**Directions**
Output the full set of records exactly.

**Natural language region descriptions**
***

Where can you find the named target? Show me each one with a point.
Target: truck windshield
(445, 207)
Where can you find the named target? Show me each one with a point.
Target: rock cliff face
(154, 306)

***

**Exercise solution**
Where can you find the named target? Show me each one with a point.
Target: truck windshield
(445, 207)
Where can you find the named target? Show me each one with a point.
Target: rock cliff face
(154, 306)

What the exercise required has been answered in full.